===== RECORDS PROVIDED =====
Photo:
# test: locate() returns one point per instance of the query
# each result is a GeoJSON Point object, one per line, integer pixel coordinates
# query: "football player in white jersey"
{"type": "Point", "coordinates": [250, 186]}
=====
— INSTRUCTIONS TO FOLLOW —
Copy each of the rows above line for line, changing nothing.

— REPLY TO THE EXERCISE —
Photo:
# test: locate() returns one point per instance of the query
# each result is a GeoJSON Point object, one per line, integer pixel coordinates
# query: "football player in white jersey"
{"type": "Point", "coordinates": [250, 186]}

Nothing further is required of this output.